▶ [Brano citato]:
============
Così la Lega panteista è diventata interlocutore del Vaticano.

Una prova di eccellenti rapporti che caratterizzano il movimento leghista e la Chiesa cattolica», ha scritto ieri in prima pagina La Padania a proposito dell’incontro di giovedì sera fra il presidente delle Cei, Angelo Bagnasco, e i leader autonomisti, Umberto Bossi e Roberto Calderoli. L’esultanza in fondo è stata contenuta, come se nessuno avesse dubitato del successo. «La nostra politica, anche sull’immigrazione, è perfettamente in linea con i valori cristiani», ha detto il capogruppo alla Camera, Roberto Cota. E il presidente della commissione Esteri di Montecitorio, Stefano Stefani, ha aggiunto: «La Lega ha radici cattoliche e ha lottato contro l’impostazione che era stata data in Europa dove nessuno voleva inserire tra i fondamenti le radici cristiane». E poi ha precisato: si è parlato di «legge sul biotestamento» e di «pillola Ru486».

Cota e Stefani hanno toccato i due punti centrali: sull’immigrazione le distanze non sono così incolmabili e sui temi etici – quelli non negoziabili, secondo la dizione più in voga – si viaggia d’amore e d’accordo. In Vaticano e nei vescovadi sanno che a proposito di composizione tradizionale della famiglia, matrimoni omosessuali, sistemi procreativi e fine vita, le posizioni leghiste sono le più intransigenti, compatte come non lo sono nemmeno in partiti con espliciti riferimenti confessionali (dove qua e là spuntano cattolici adulti o del dissenso). Magari, come segnala il politologo trevigiano Paolo Feltrin, docente all’Università di Trieste, «la Chiesa trova qualche difficoltà a dialogare con i leghisti perché la classe dirigente del Carroccio è interamente laica, o perlomeno non di formazione cattolica. Per intenderci, nella Lega non c’è un Maurizio Lupi, e nemmeno un convertito come Maurizio Sacconi, con i quali è facile tenere rapporti organici».

La cosa, a lungo andare, dice Feltrin, potrebbe creare problemi. Ma intanto, nel suo strano panteismo tradizionalista e conservativo, la Lega è un argine formidabile contro la «deriva relativista», come si dice fra porporati. Insomma, non è una convergenza di sentimenti, ma di interessi sì. «E semmai il rischio è questo: che al Nord si crei una specie di doppio magistero, quello politico della Lega e quello ecclesiastico», dice don Bruno Fasani, ex direttore di Verona Fedele e oggi portavoce della Curia. Resta un dato di fatto, e lo illustra il medesimo Fasani: «La Lega intercetta l’opinione del buon senso comune: la famiglia è costituita da un uomo e una donna che fanno figli, i bambini è bene che siano allevati da un padre e da una madre, la vita finisce quando si muore, non quando si fa morire». E dunque nella provincia settentrionale per i parroci è facile trovare buoni alleati anche soltanto per il piccolo proselitismo quotidiano.
============
▶ [Contenuto del dataset]:
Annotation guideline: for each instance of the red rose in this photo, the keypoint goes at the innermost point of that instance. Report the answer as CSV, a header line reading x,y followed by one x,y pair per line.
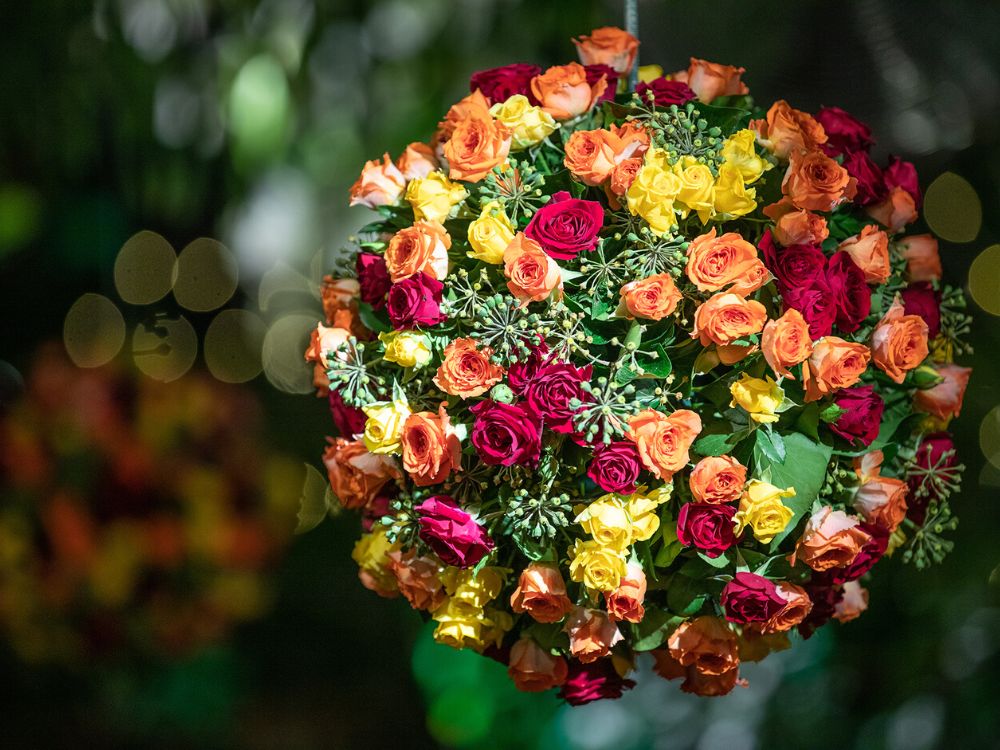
============
▶ [Consegna]:
Rispondi a queste domande sull'articolo sulla Lega e il Vaticano:
1. Con chi si è incontrato giovedì sera il presidente della Cei, Angelo Bagnasco?
2. In quale università insegna Paolo Feltrin?
3. Che incarico ricopre oggi don Bruno Fasani?
L'elenco non ha alcun ruolo in questo lavoro.

▶ [Risposta scritta]:
1. Con i leader autonomisti Umberto Bossi e Roberto Calderoli.
2. All'Università di Trieste.
3. È portavoce della Curia.